### Text shown

§ §

Transport, vertical structure and radiative properties of dust events in southeast China determined from ground and space sensors
Highlights
► Dust aerosol properties and radiative effects were assessed in southern China. ► Study help understand the mechanisms of Asian dust transportation. ► The existence of multiple and elevated dust layers. ► Significant shortwave radiative forcings and heating rate during two dust events.
Introduction
Mineral dust aerosols are a particularly important aerosol type because they can induce significant dynamical perturbations of the synoptic flow (Alpert et al., 1998), absorb and scatter radiation to produce intense direct radiative effects, and play an important role as cloud condensation nuclei. The latter can modify the microphysical properties of cloud and indirectly change climate through cloud radiation processes (Forster et al., 2007). Determining the vertical distribution of dust aerosols is crucial because as a strongly absorbing aerosol, it can influence radiative effects at the top-of-the-atmosphere (Gadhavi and Jayaraman, 2006), modify vertical profiles of radiative heating (Ramanathan et al., 2007), change the stability of the atmosphere and affect convective and turbulent motions and clouds (McFarquhar and Wang, 2006). Dust can have a warming or cooling effect depending on where dust layers are above or below more absorbing atmospheric layers (Meloni et al., 2005, Raut and Chazette, 2008).
However, due to limited observations of dust aerosols on a regional and global scale, especially regarding their vertical distribution, its radiative forcing has not been well quantified. Ground-based and space-based instruments, such as the sun photometer from the Aerosol Robotic Network (AERONET), ground-based lidar, the Ozone Monitoring Instrument (OMI), the Moderate Resolution Imaging Spectroradiometer (MODIS), and the Cloud-Aerosol Lidar and Infrared Pathfinder Satellite Observations (CALIPSO), can be used to study dust aerosol properties. Combining measurements from these instruments, we can identify dust aerosol sources and transport route, and characterize columnar and vertical optical properties. In particular, lidar technology can help us understand processes occurring in dust aerosols aloft and understand their vertical variations.

§ §

### Listed records
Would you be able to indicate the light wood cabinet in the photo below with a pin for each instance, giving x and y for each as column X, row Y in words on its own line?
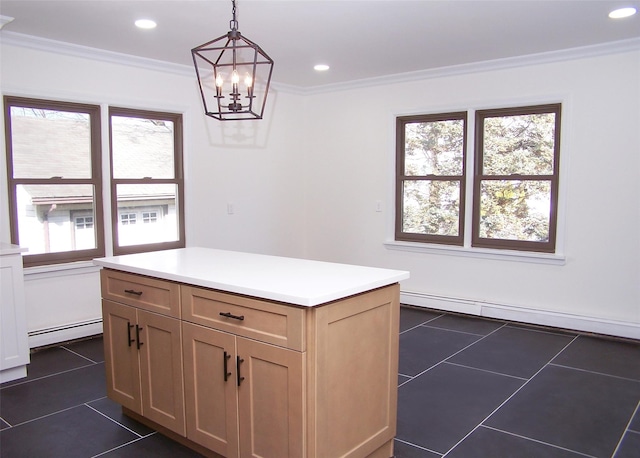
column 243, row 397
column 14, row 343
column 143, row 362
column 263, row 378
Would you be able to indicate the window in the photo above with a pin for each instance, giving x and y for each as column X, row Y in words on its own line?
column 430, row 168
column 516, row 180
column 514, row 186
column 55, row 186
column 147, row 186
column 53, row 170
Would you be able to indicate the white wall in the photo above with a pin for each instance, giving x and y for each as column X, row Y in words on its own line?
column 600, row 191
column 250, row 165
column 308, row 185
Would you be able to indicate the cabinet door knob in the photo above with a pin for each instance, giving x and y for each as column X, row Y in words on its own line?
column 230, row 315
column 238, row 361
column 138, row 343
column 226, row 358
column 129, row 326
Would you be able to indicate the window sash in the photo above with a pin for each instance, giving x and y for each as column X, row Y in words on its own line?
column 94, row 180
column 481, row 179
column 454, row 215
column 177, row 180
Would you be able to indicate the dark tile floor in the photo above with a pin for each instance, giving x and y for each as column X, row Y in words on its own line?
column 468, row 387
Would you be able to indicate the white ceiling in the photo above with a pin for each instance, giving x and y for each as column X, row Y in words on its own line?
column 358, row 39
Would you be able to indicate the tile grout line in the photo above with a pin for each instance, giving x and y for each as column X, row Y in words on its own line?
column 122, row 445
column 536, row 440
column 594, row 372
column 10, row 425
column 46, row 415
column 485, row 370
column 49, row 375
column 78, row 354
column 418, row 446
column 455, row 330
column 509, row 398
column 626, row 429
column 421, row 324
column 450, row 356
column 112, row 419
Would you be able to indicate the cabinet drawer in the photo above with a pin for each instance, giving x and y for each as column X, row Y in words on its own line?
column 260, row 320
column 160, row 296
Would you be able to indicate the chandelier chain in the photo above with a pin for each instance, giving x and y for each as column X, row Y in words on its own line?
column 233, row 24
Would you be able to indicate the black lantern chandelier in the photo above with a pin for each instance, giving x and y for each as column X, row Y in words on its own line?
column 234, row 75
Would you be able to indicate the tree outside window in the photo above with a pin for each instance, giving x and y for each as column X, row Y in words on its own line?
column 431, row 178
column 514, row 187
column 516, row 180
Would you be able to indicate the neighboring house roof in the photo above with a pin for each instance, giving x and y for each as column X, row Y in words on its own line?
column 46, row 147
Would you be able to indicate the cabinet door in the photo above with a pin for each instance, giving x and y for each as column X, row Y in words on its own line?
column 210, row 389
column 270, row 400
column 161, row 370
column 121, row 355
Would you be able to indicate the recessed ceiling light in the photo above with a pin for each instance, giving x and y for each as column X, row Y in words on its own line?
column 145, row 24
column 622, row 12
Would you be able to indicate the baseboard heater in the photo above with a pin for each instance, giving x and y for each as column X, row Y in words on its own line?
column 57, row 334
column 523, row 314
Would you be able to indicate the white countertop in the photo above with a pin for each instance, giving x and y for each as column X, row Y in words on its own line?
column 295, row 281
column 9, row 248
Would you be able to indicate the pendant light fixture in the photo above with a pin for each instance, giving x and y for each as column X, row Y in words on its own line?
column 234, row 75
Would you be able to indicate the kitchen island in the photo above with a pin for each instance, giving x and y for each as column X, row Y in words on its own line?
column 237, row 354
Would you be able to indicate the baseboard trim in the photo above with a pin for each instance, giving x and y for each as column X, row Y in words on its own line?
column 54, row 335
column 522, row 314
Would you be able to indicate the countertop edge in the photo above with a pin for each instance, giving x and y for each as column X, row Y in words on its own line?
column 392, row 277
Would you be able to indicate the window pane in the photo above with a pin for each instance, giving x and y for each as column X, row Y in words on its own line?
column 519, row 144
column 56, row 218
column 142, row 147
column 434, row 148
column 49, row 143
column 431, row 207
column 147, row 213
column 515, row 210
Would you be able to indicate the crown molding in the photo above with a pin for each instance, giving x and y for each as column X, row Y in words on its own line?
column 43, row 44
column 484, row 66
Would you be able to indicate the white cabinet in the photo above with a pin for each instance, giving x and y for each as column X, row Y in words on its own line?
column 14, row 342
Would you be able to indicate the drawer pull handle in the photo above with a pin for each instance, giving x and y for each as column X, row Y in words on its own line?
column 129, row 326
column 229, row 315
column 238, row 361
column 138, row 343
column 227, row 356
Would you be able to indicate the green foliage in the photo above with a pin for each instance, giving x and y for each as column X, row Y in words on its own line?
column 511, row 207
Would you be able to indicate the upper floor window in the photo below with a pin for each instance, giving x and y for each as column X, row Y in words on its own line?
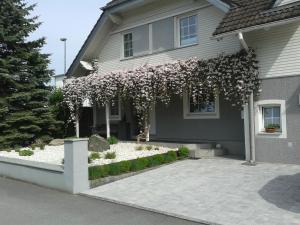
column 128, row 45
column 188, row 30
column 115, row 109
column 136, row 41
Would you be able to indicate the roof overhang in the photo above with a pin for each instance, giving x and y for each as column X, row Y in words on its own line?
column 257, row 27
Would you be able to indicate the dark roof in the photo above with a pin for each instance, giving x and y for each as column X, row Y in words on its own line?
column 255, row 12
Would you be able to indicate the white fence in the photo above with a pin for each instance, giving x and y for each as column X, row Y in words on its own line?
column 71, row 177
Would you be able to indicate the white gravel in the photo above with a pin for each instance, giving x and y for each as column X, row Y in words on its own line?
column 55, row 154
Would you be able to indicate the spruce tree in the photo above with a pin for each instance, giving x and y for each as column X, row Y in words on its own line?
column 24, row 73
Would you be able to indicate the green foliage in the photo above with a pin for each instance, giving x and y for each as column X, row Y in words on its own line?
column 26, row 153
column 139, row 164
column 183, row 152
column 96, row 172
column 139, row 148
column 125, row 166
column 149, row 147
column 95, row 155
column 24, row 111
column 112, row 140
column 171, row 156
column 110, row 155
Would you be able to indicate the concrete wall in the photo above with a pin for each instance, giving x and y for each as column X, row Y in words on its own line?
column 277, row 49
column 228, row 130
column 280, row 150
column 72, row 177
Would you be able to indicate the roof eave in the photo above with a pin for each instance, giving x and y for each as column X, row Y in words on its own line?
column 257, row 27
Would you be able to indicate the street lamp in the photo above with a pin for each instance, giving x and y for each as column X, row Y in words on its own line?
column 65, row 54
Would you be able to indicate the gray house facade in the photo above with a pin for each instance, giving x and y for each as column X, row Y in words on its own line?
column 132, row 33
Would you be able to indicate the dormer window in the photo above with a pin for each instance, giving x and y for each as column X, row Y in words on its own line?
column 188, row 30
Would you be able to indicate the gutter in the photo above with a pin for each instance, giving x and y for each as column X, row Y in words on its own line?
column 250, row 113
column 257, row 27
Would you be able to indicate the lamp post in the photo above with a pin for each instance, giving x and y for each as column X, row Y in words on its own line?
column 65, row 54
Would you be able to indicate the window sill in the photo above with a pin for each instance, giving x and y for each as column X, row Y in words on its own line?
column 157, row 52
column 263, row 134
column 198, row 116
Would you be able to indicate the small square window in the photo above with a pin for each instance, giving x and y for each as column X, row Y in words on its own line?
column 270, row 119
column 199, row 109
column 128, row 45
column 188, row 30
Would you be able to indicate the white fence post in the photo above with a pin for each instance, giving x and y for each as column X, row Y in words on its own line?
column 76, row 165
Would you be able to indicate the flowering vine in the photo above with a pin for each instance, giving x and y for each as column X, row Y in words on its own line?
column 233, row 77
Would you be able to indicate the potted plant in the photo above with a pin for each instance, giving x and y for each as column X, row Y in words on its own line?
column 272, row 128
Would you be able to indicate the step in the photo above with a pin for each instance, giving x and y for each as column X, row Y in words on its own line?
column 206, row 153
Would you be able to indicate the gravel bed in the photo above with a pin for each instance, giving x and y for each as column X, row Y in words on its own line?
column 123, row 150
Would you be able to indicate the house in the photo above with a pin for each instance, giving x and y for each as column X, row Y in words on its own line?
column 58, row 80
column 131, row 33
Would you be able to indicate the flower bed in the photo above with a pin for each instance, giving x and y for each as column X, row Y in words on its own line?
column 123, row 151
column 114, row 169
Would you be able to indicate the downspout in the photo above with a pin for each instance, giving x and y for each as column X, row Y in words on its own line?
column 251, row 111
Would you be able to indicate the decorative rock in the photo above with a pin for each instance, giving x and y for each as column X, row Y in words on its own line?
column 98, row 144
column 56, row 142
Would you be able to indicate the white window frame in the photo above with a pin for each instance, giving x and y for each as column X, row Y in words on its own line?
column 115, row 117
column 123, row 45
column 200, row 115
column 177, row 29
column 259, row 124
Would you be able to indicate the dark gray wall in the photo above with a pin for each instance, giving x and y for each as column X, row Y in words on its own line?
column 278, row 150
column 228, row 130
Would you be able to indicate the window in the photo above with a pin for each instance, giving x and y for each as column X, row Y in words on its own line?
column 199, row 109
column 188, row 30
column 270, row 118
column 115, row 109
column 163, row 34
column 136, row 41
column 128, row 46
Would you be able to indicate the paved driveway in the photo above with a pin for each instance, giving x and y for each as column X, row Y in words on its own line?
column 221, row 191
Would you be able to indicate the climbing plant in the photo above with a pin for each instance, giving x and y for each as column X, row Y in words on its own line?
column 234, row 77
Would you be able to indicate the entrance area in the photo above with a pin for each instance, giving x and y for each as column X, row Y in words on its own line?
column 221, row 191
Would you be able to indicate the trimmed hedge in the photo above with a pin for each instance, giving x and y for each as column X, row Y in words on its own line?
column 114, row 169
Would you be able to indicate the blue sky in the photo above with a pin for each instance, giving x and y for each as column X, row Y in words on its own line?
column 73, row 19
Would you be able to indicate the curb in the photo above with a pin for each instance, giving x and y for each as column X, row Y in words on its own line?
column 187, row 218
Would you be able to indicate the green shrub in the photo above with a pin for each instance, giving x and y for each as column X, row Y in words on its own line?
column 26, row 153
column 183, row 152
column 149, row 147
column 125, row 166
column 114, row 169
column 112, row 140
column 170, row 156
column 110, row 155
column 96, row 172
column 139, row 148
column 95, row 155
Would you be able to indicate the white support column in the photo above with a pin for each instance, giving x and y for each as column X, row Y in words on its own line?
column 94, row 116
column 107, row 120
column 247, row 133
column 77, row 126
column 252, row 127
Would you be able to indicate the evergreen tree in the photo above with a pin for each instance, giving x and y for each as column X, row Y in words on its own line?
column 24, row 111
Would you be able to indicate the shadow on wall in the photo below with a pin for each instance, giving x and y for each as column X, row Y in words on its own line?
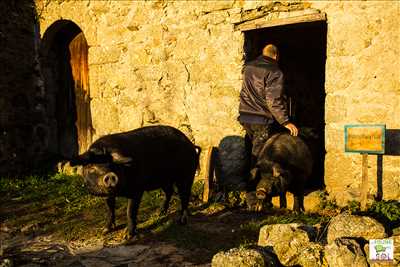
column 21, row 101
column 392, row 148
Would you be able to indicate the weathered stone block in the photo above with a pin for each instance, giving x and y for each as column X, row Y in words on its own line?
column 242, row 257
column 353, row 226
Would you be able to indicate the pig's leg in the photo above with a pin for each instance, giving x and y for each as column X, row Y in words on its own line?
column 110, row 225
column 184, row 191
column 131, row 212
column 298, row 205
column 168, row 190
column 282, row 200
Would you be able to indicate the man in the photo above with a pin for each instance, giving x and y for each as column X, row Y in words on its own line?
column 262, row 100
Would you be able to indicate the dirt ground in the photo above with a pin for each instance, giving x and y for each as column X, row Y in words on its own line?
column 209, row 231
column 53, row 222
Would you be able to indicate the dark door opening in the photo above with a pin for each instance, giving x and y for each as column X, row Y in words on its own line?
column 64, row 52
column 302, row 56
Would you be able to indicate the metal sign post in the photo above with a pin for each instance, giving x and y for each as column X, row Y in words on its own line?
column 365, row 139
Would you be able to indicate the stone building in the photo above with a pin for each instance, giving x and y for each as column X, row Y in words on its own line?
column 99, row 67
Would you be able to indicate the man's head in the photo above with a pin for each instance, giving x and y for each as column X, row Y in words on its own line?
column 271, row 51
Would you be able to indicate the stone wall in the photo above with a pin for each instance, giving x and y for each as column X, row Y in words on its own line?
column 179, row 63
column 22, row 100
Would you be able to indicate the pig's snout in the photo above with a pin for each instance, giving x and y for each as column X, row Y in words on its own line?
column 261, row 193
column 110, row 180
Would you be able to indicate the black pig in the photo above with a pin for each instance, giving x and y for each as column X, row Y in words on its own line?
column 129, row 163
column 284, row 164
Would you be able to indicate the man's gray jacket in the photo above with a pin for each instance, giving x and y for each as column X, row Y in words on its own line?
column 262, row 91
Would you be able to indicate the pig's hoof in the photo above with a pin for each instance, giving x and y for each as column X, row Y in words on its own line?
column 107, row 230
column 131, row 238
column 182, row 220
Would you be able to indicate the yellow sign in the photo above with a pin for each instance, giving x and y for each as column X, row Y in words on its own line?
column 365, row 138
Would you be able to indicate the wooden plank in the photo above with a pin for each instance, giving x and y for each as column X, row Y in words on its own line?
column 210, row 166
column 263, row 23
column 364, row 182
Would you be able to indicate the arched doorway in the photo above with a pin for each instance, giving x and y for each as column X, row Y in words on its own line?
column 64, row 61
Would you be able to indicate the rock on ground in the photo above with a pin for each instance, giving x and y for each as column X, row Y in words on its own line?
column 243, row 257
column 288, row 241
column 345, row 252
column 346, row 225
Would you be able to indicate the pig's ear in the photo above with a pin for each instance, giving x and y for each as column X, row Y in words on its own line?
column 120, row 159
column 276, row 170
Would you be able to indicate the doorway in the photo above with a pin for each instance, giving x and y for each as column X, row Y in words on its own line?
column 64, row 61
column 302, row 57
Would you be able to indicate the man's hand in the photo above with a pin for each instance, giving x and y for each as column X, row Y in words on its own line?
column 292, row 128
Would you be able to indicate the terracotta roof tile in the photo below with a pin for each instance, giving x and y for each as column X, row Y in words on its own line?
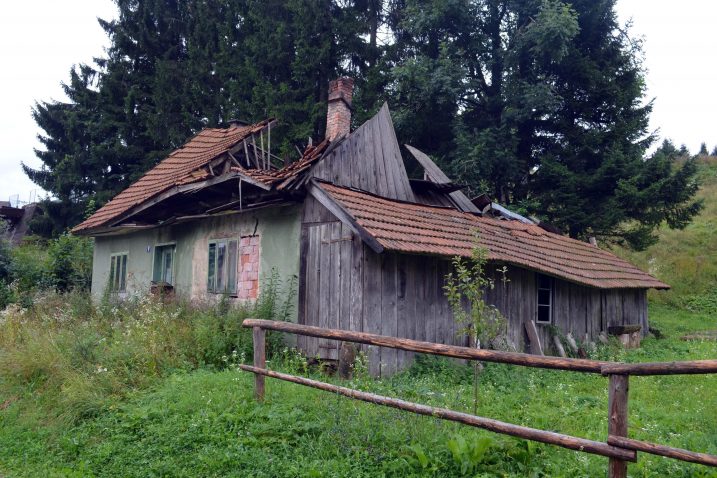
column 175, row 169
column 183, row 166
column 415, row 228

§ §

### Actions to take
• A. Repeat, word for word, the part of the dust aerosol text that opens with the words containing "Transport, vertical structure" and closes with "two dust events.".
• B. Pick up the text on dust events in southeast China after its final sentence and write the next part.

### Solved tasks
• A.
Transport, vertical structure and radiative properties of dust events in southeast China determined from ground and space sensors
Highlights
► Dust aerosol properties and radiative effects were assessed in southern China. ► Study help understand the mechanisms of Asian dust transportation. ► The existence of multiple and elevated dust layers. ► Significant shortwave radiative forcings and heating rate during two dust events.

• B.
Asian dust is a dominant aerosol component in northern Asia. Northeasterly winds associated with the Asian monsoon and continental anticyclones may transport dust to southern and southeastern Asia. During long-range transport, dust aerosol properties, such as hygroscopicity, may change through chemical reactions with other kinds of aerosols. Elevated dust layers can lead to instantaneous atmospheric heating rates of approximately 1–4 K day−1 (Kim et al., 2010). In recent years, several observational campaigns focusing on aerosols in Asia were carried out, such as the Asian Pacific Regional Aerosol Characterization Experiment (ACE-Asia) field campaign (Shimizu et al., 2004) and the 2008 China–U.S. joint field campaign (Li et al., 2011). Studies regarding spatial, temporal and vertical variations of dust aerosols have been carried out (Shimizu et al., 2004, Zheng et al., 2008, Huang et al., 2008, Huang et al., 2010), as well as studies focused on the long-range transport of Asian dust (Han et al., 2008, Liu et al., 2009). Most of the research focused on dust source areas in northwestern China but few have studied those affecting southeastern China, an area with high aerosol loading, complex combinations of aerosols, and high humidity (Li et al., 2007). There are also fewer lidar systems deployed in this region.
A comprehensive observation campaign, which involved the collection of radiation, aerosol, and cloud data, was conducted at Taihu from March 2008 to December 2009. The site was established at the edge of Lake Taihu (31.702N, 120.358E, 10 m above sea level) surrounded by large cities in the Yangtze Delta region, such as Shanghai (east of the site), Nanjing (west of the site) and Hangzhou (south of the site). The region has intensive industrial and agricultural activities, with high aerosol loading (Li et al., 2007). In this study, we investigate two dust events that occurred in the spring of 2009 over the Yangtze Delta region regarding their: (1) sources and transport over time, using ground-/satellite-based measurements, back-trajectory analysis and an aerosol model, (2) optical properties and vertical distribution, and (3) direct radiative effects and atmospheric heating rates.
Brief descriptions of the ground and space-borne instruments and their products, as well as the radiative transfer model, are provided in Section 2. In Section 3, dust source identification, transport behavior, vertical properties, as well as direct radiative effects, are described. Finally, a summary is given in Section 4.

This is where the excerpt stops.